DOCUMENT EXTRACT:
In addition to advising agencies, the Task Force “Invites Public Input Targeting Red Tape that Hinders Free Market Competition” and is soliciting public comments at www.Regulations.gov through May 26 on regulations that interfere with businesses’ ability to compete. This is a powerful prospect for those interested in influencing competition policy, since the administration appears to be looking to do away with as much regulation as possible and has shown it can move quickly.
The Task Force also seeks to influence policy by filing amicus briefs in private litigation and weighing in on proposed state legislation. In a “what’s old is new again” way, much of this work has been done for decades by the DOJ’s Policy and Appellate Sections, and examples of this type of competition advocacy spanning more than a decade can be found in its Comments to Federal Agencies, Comments to States and Other Organizations, and Statements of Interest.
Industries of Interest
The Task Force intends to focus on markets that have the greatest impact on American households, including:

Housing
Transportation
Food and Agriculture
Healthcare
Energy

The cited industries of interest are unsurprising, since not only are they currently tightly regulated, but they also represent some of the largest areas of government spending and have been a perennial focus of antitrust investigations, litigation, enforcement, and competition advocacy. Indeed, these industries are held out by some as examples of industries dominated by large players.
The Task Force announcement focuses on the ways red tape regulations hurt small businesses by imposing barriers to entry and inequitably increasing compliance costs. A purported goal is to cut back regulations in order to make it easier for smaller, disruptive companies (“Little Tech!”) to enter these industries and successfully compete. However, the effects of anticompetitive regulations and any regulatory rollbacks will be experienced equally by large and established companies, so the call for identification of areas in need of rollback appears to be open to all.
Potential Impact
While businesses are attempting to navigate the administration’s other swift changes, this Task Force presents an opportunity for some long overdue positive changes, particularly in areas plagued by anticompetitive red tape. For example, in the healthcare industry, the DOJ and FTC have expressed competition concerns relating to Certificate of Need laws in numerous states.

RAW DATA:
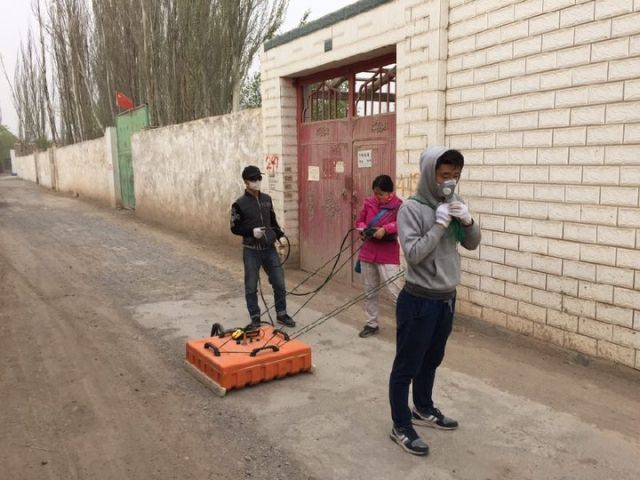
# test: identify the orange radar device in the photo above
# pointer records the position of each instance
(239, 357)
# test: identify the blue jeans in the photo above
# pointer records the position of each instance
(423, 327)
(267, 259)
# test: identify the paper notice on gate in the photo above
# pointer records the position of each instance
(313, 173)
(364, 158)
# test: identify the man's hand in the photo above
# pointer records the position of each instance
(379, 233)
(442, 215)
(461, 211)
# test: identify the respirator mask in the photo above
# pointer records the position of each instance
(446, 189)
(254, 185)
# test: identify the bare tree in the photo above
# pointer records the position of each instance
(187, 59)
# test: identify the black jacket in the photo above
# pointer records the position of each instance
(249, 212)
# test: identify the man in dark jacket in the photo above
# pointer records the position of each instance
(253, 218)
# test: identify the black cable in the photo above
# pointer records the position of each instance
(343, 307)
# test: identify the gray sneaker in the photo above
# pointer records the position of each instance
(409, 441)
(433, 418)
(367, 331)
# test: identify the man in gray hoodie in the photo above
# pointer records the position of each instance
(430, 226)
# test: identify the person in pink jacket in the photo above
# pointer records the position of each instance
(379, 257)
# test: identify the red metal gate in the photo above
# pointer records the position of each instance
(346, 137)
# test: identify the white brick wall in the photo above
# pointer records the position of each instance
(546, 93)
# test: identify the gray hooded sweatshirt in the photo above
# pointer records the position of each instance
(433, 261)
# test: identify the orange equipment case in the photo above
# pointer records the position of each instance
(223, 363)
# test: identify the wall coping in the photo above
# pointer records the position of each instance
(323, 22)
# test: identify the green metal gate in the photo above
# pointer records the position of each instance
(127, 124)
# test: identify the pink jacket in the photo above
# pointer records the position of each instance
(380, 251)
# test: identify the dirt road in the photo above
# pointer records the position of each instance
(95, 307)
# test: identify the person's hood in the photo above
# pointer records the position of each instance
(392, 204)
(427, 186)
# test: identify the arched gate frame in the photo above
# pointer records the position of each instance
(346, 137)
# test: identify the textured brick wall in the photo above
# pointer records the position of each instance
(543, 97)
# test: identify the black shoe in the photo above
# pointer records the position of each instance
(367, 331)
(286, 320)
(433, 418)
(409, 441)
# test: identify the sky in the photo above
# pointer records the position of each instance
(16, 18)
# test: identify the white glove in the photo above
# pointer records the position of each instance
(461, 211)
(442, 215)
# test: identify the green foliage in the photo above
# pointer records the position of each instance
(7, 141)
(250, 96)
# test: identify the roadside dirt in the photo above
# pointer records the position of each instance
(86, 393)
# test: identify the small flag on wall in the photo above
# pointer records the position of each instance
(123, 101)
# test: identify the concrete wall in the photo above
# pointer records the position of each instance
(86, 169)
(544, 100)
(44, 167)
(188, 175)
(13, 162)
(26, 167)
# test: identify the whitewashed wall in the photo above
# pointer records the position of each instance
(188, 175)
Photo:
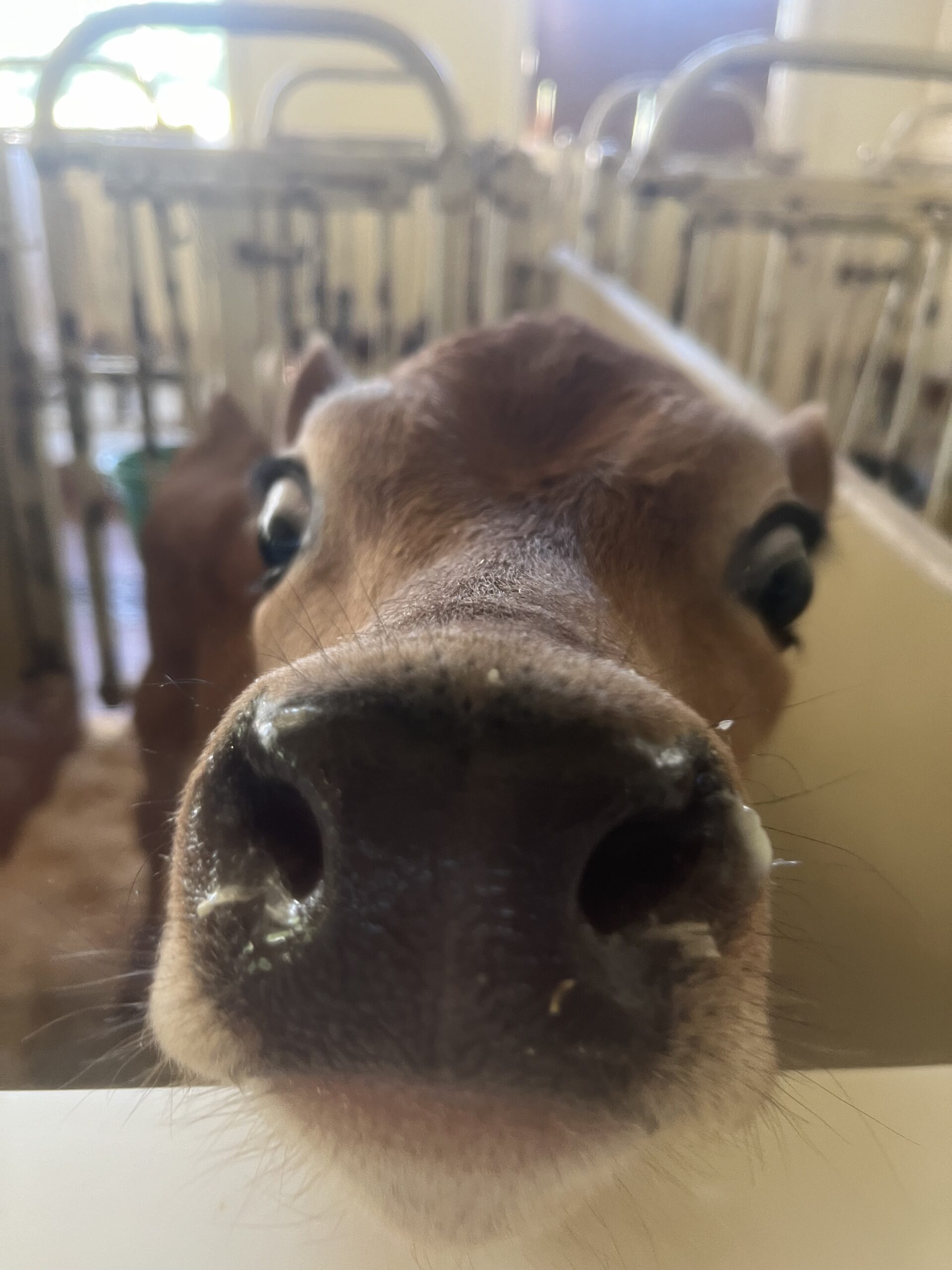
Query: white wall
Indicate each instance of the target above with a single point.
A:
(829, 117)
(481, 41)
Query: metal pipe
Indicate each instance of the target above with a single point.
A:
(91, 64)
(617, 94)
(173, 298)
(769, 310)
(937, 255)
(252, 19)
(282, 87)
(140, 323)
(884, 338)
(725, 58)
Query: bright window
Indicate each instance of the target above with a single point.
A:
(184, 71)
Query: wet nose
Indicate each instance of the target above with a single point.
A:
(416, 883)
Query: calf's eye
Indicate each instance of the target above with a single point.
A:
(286, 516)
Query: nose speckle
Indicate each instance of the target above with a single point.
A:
(273, 722)
(754, 838)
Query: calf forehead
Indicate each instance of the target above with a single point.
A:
(535, 408)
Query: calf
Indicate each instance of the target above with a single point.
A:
(463, 886)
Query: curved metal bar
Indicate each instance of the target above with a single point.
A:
(91, 64)
(751, 106)
(253, 19)
(754, 53)
(282, 87)
(631, 89)
(624, 91)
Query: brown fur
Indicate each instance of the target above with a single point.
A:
(537, 507)
(201, 564)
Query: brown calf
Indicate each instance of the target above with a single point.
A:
(463, 885)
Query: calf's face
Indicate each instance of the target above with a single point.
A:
(464, 886)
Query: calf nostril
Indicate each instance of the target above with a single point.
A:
(636, 867)
(284, 826)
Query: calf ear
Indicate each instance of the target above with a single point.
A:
(809, 455)
(320, 370)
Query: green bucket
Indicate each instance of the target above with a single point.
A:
(136, 477)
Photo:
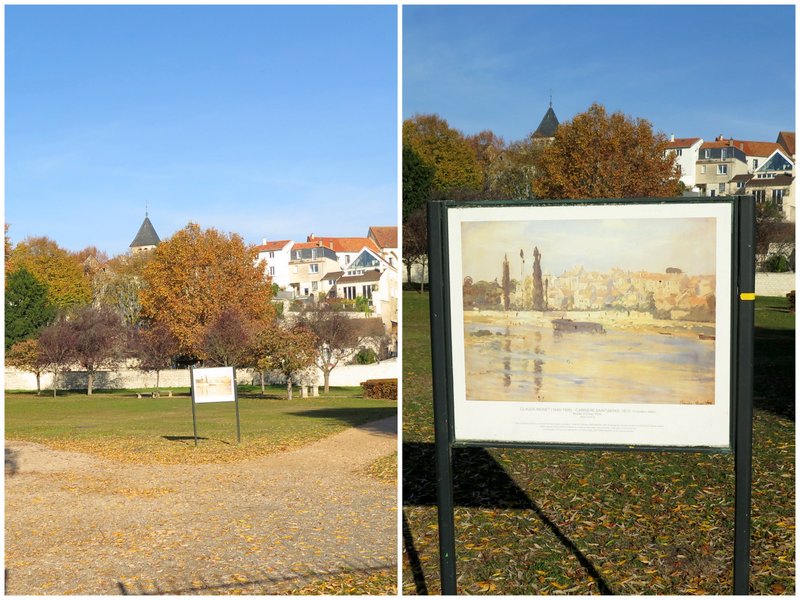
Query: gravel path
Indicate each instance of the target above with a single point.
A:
(77, 524)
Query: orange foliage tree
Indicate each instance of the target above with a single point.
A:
(60, 271)
(197, 273)
(601, 155)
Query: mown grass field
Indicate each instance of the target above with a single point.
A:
(533, 522)
(120, 426)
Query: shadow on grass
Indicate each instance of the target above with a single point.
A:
(369, 419)
(256, 583)
(774, 371)
(479, 481)
(185, 439)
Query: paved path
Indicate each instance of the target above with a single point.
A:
(77, 524)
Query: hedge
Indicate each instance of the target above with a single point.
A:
(380, 389)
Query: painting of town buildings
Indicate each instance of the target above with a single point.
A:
(590, 311)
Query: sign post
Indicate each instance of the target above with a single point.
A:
(699, 300)
(215, 384)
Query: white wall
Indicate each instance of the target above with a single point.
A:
(345, 375)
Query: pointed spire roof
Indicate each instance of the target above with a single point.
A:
(547, 128)
(146, 236)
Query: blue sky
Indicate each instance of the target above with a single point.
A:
(695, 71)
(271, 122)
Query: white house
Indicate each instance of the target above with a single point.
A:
(686, 151)
(276, 255)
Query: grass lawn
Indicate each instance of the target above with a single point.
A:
(560, 522)
(120, 426)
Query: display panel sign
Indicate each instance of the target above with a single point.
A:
(597, 323)
(214, 384)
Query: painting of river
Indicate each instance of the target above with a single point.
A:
(522, 358)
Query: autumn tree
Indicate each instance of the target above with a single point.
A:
(98, 340)
(120, 283)
(27, 308)
(290, 350)
(197, 273)
(338, 337)
(27, 356)
(155, 348)
(601, 155)
(228, 339)
(56, 344)
(444, 149)
(60, 271)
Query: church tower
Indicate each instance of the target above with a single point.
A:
(547, 128)
(146, 239)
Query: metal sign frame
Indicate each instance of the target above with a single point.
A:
(741, 375)
(235, 400)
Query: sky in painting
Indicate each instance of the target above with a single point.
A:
(267, 121)
(692, 71)
(650, 245)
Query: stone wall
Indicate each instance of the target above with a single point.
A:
(346, 375)
(774, 284)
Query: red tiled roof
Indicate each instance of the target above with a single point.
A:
(788, 141)
(341, 244)
(272, 246)
(682, 142)
(385, 237)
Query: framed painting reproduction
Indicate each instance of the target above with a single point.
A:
(601, 323)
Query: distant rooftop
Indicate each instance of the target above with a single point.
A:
(547, 128)
(146, 236)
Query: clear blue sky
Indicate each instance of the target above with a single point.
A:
(271, 122)
(695, 71)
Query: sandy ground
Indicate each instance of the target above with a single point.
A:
(77, 524)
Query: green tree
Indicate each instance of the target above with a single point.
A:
(67, 284)
(601, 155)
(27, 307)
(197, 273)
(417, 182)
(444, 149)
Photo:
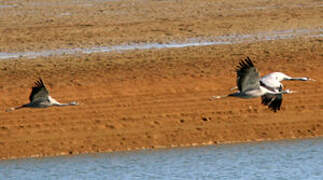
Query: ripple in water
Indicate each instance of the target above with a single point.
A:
(297, 159)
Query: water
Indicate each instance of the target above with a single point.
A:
(199, 41)
(297, 159)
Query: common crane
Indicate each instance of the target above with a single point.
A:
(250, 86)
(39, 98)
(273, 80)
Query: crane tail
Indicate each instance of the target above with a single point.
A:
(14, 108)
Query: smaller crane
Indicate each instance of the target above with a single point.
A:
(39, 98)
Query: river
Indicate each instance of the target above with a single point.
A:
(295, 159)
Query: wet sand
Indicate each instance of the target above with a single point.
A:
(153, 98)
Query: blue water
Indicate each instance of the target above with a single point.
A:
(297, 159)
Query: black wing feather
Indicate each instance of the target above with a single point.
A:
(247, 75)
(273, 101)
(38, 91)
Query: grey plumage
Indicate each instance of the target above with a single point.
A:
(40, 98)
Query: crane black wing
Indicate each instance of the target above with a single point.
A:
(273, 101)
(247, 75)
(39, 91)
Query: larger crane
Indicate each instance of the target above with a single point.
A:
(250, 86)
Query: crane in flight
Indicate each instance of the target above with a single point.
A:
(39, 98)
(250, 85)
(273, 80)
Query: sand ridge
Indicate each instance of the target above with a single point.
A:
(154, 98)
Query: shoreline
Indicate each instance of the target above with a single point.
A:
(155, 97)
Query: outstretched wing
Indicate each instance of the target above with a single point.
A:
(247, 75)
(39, 91)
(273, 101)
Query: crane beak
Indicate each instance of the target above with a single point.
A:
(10, 109)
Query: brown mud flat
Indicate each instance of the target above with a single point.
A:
(160, 97)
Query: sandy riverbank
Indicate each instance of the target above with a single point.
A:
(158, 97)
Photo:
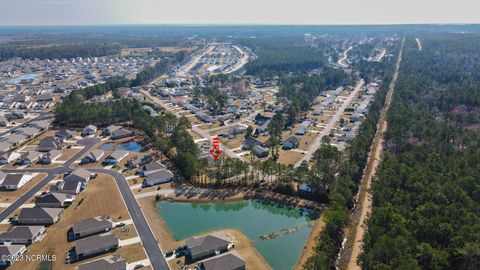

ACTIVITY: Can you continue the text on the antitrust task force, starting after its last sentence? The records are separate material and have no connection to the text on the antitrust task force.

EXERCISE OUTPUT:
The energy industry could present an interesting policy conundrum for Trump 2.0 antitrust enforcers as the smaller, disruptive market participants the Task Force encourages to speak up are likely non-incumbent alternative and environmentally conscious energy providers. While these issues are likely to be swept into the Task Force’s review, it remains to be seen whether the Trump administration will have an appetite to advocate for these providers’ competitive footing, or instead focus on seeking rollback of ESG-focused regulations.
Similarly, the Task Force’s attention to small businesses means another likely target is occupational licensing. Under the previous Trump administration, the FTC’s Economic Liberty Task Force released a report on Options to Enhance Occupational License Portability, but rolling back licensing requirements altogether could push the administration’s policy goals much further. Here too, regulation repeal would likely face a fair amount of pushback, even from within the industries.
Conclusion
While the fruits of the Task Force’s efforts will likely take a long time to materialize, companies—particularly those in the Housing, Transportation, Food and Agriculture, Healthcare and Energy industries—have a meaningful opportunity to call out barriers to competition that they face and potentially impact competition agencies’ focus.